Stored records
◆ ◆ ◆ ◆ ◆ ◆ ◆
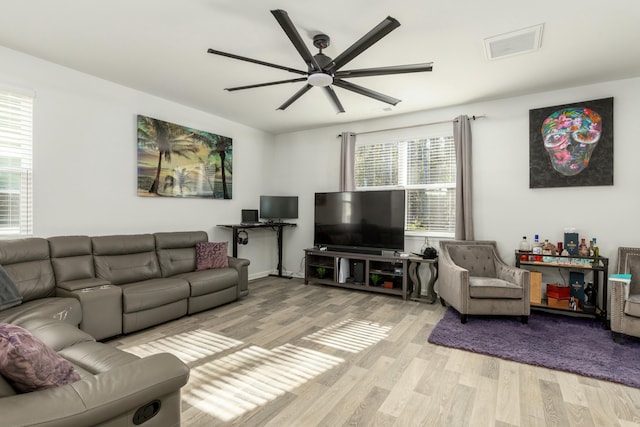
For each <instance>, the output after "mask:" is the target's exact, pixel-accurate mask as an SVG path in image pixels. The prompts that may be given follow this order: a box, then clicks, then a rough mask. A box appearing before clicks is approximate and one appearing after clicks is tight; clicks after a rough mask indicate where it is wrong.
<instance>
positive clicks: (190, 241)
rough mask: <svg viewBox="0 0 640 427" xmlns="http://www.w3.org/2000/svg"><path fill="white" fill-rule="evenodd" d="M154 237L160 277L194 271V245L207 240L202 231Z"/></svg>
mask: <svg viewBox="0 0 640 427" xmlns="http://www.w3.org/2000/svg"><path fill="white" fill-rule="evenodd" d="M154 237H155V239H156V251H157V253H158V261H159V262H160V270H161V271H162V277H170V276H174V275H176V274H180V273H187V272H189V271H195V269H196V243H200V242H207V241H208V240H209V237H208V236H207V233H206V232H204V231H175V232H165V233H155V234H154Z"/></svg>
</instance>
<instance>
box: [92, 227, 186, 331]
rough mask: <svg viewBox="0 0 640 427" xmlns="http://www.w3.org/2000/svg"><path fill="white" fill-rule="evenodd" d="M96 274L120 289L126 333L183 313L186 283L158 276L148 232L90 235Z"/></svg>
mask: <svg viewBox="0 0 640 427" xmlns="http://www.w3.org/2000/svg"><path fill="white" fill-rule="evenodd" d="M91 243H92V247H93V261H94V265H95V270H96V276H97V277H99V278H101V279H105V280H107V281H108V282H110V283H111V284H113V285H117V286H120V289H122V332H123V333H125V334H127V333H130V332H134V331H138V330H141V329H145V328H148V327H150V326H153V325H157V324H160V323H164V322H168V321H170V320H174V319H177V318H179V317H182V316H184V315H185V314H187V299H188V298H189V294H190V289H189V282H188V281H187V280H185V279H181V278H171V277H162V273H161V271H160V265H159V263H158V258H157V256H156V252H155V239H154V236H153V235H152V234H133V235H114V236H100V237H92V238H91Z"/></svg>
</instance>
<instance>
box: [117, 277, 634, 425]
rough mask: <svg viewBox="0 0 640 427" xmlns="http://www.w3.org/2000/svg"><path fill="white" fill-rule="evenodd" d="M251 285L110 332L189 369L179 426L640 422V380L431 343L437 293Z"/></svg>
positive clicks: (290, 283)
mask: <svg viewBox="0 0 640 427" xmlns="http://www.w3.org/2000/svg"><path fill="white" fill-rule="evenodd" d="M249 290H250V293H249V296H248V297H245V298H243V299H242V300H240V301H238V302H234V303H231V304H228V305H226V306H224V307H219V308H216V309H213V310H210V311H208V312H204V313H199V314H196V315H193V316H189V317H185V318H183V319H180V320H177V321H175V322H171V323H167V324H164V325H161V326H158V327H156V328H152V329H149V330H146V331H143V332H140V333H136V334H131V335H128V336H126V337H120V338H119V339H117V340H115V341H112V342H111V344H113V345H116V346H118V347H119V348H122V349H124V350H127V351H131V352H133V353H135V354H138V355H141V356H144V355H146V354H150V353H154V352H160V351H169V352H172V353H174V354H176V355H177V356H178V357H180V358H181V359H182V360H183V361H184V362H185V363H187V364H188V365H189V366H190V367H191V376H190V380H189V383H188V384H187V385H186V386H185V387H184V388H183V389H182V399H183V408H182V409H183V416H182V425H183V426H194V427H195V426H198V427H205V426H206V427H211V426H236V425H238V426H239V425H241V426H347V425H348V426H356V425H357V426H501V427H506V426H597V427H600V426H632V425H633V426H638V425H640V390H639V389H635V388H630V387H625V386H621V385H618V384H614V383H610V382H606V381H597V380H593V379H589V378H584V377H581V376H577V375H574V374H567V373H563V372H558V371H552V370H548V369H544V368H539V367H534V366H530V365H524V364H519V363H514V362H509V361H504V360H501V359H497V358H494V357H487V356H481V355H477V354H474V353H469V352H465V351H460V350H452V349H448V348H445V347H439V346H435V345H431V344H429V343H428V342H427V337H428V336H429V333H430V332H431V330H432V328H433V327H434V326H435V325H436V323H437V322H438V320H439V319H440V318H441V317H442V315H443V313H444V308H443V307H442V306H441V305H440V304H439V303H436V304H433V305H429V304H423V303H418V302H410V301H403V300H402V299H401V298H399V297H394V296H385V295H376V294H370V293H365V292H357V291H351V290H344V289H339V288H332V287H326V286H319V285H304V283H303V282H302V280H300V279H291V280H287V279H278V278H271V277H269V278H264V279H259V280H256V281H253V282H251V283H250V287H249ZM580 357H581V356H580V355H576V358H577V359H580ZM611 369H615V366H612V367H611Z"/></svg>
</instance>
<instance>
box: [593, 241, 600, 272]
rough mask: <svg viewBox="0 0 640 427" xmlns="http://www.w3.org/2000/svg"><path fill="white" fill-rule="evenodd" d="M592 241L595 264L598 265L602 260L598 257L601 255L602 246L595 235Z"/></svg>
◆ ◆ ◆ ◆ ◆ ◆ ◆
What you should do:
Turn every line of the items above into a numbered list, leaving out blank lines and the pictures.

Solution for this problem:
1. For each <instance>, the output after "mask:" is the target's exact, pixel-accurate mask as an SVG path in image pixels. The prompts that may be given follow this order: a box, then clicks, then a rough mask. A box appearing before clicks is approximate and one appearing after clicks is tight; clicks after a rough mask indicate where it is wrong.
2. <instance>
3. positive clicks: (190, 241)
4. rough mask: <svg viewBox="0 0 640 427" xmlns="http://www.w3.org/2000/svg"><path fill="white" fill-rule="evenodd" d="M154 237L160 277L194 271V245L207 240L202 231Z"/></svg>
5. mask: <svg viewBox="0 0 640 427" xmlns="http://www.w3.org/2000/svg"><path fill="white" fill-rule="evenodd" d="M154 237H155V239H156V251H157V253H158V261H159V262H160V270H161V271H162V277H170V276H174V275H176V274H180V273H187V272H189V271H195V269H196V243H200V242H207V241H208V240H209V237H208V236H207V233H206V232H204V231H175V232H165V233H155V234H154Z"/></svg>
6. </instance>
7. <instance>
8. box: [92, 227, 186, 331]
9. rough mask: <svg viewBox="0 0 640 427" xmlns="http://www.w3.org/2000/svg"><path fill="white" fill-rule="evenodd" d="M96 274L120 289L126 333L183 313L186 283L158 276L148 232L90 235Z"/></svg>
10. mask: <svg viewBox="0 0 640 427" xmlns="http://www.w3.org/2000/svg"><path fill="white" fill-rule="evenodd" d="M91 243H92V247H93V261H94V265H95V270H96V276H97V277H99V278H101V279H105V280H107V281H108V282H110V283H111V284H113V285H117V286H120V289H122V332H123V333H125V334H127V333H130V332H134V331H138V330H141V329H145V328H148V327H150V326H153V325H157V324H160V323H164V322H168V321H170V320H174V319H177V318H179V317H182V316H184V315H185V314H187V299H188V298H189V294H190V289H189V282H188V281H187V280H185V279H181V278H171V277H162V273H161V271H160V265H159V263H158V258H157V256H156V252H155V239H154V236H153V235H152V234H133V235H114V236H100V237H92V238H91Z"/></svg>
11. </instance>
12. <instance>
13. box: [117, 277, 634, 425]
14. rough mask: <svg viewBox="0 0 640 427" xmlns="http://www.w3.org/2000/svg"><path fill="white" fill-rule="evenodd" d="M251 285L110 332L189 369L179 426L640 422V380L431 343L437 293Z"/></svg>
15. positive clicks: (290, 283)
16. mask: <svg viewBox="0 0 640 427" xmlns="http://www.w3.org/2000/svg"><path fill="white" fill-rule="evenodd" d="M249 290H250V293H249V296H248V297H245V298H243V299H242V300H240V301H238V302H234V303H231V304H228V305H226V306H224V307H219V308H216V309H213V310H210V311H208V312H204V313H199V314H196V315H193V316H189V317H185V318H183V319H180V320H177V321H175V322H171V323H167V324H164V325H161V326H158V327H156V328H152V329H149V330H146V331H143V332H140V333H136V334H131V335H128V336H126V337H120V338H119V339H117V340H115V341H112V342H111V344H113V345H116V346H118V347H119V348H122V349H124V350H127V351H131V352H133V353H135V354H138V355H141V356H144V355H146V354H150V353H154V352H160V351H169V352H172V353H174V354H176V355H177V356H178V357H180V358H181V359H182V360H183V361H184V362H185V363H187V364H188V365H189V366H190V367H191V376H190V380H189V383H188V384H187V385H186V386H185V387H184V388H183V389H182V399H183V408H182V409H183V416H182V425H183V426H194V427H195V426H198V427H205V426H206V427H211V426H236V425H238V426H239V425H241V426H347V425H348V426H356V425H357V426H501V427H506V426H597V427H600V426H632V425H633V426H638V425H640V390H639V389H635V388H630V387H625V386H621V385H618V384H614V383H610V382H606V381H597V380H593V379H589V378H584V377H581V376H577V375H574V374H567V373H563V372H558V371H552V370H548V369H544V368H539V367H534V366H530V365H524V364H519V363H514V362H509V361H504V360H501V359H497V358H494V357H487V356H481V355H477V354H474V353H469V352H465V351H460V350H452V349H448V348H445V347H439V346H435V345H431V344H429V343H428V342H427V337H428V336H429V333H430V332H431V330H432V328H433V327H434V326H435V325H436V323H437V322H438V320H439V319H440V318H441V317H442V315H443V313H444V308H443V307H442V306H441V305H440V304H439V303H436V304H433V305H429V304H423V303H418V302H410V301H403V300H402V299H401V298H399V297H394V296H385V295H376V294H370V293H365V292H357V291H351V290H344V289H339V288H332V287H326V286H319V285H304V283H303V282H302V280H300V279H291V280H287V279H278V278H271V277H269V278H264V279H259V280H256V281H253V282H251V283H250V287H249ZM580 357H581V356H580V355H576V358H577V359H580ZM611 369H615V366H612V367H611Z"/></svg>
17. </instance>
18. <instance>
19. box: [593, 241, 600, 272]
20. rough mask: <svg viewBox="0 0 640 427" xmlns="http://www.w3.org/2000/svg"><path fill="white" fill-rule="evenodd" d="M592 241L595 264L598 265L602 260L598 257L601 255L602 246L595 235Z"/></svg>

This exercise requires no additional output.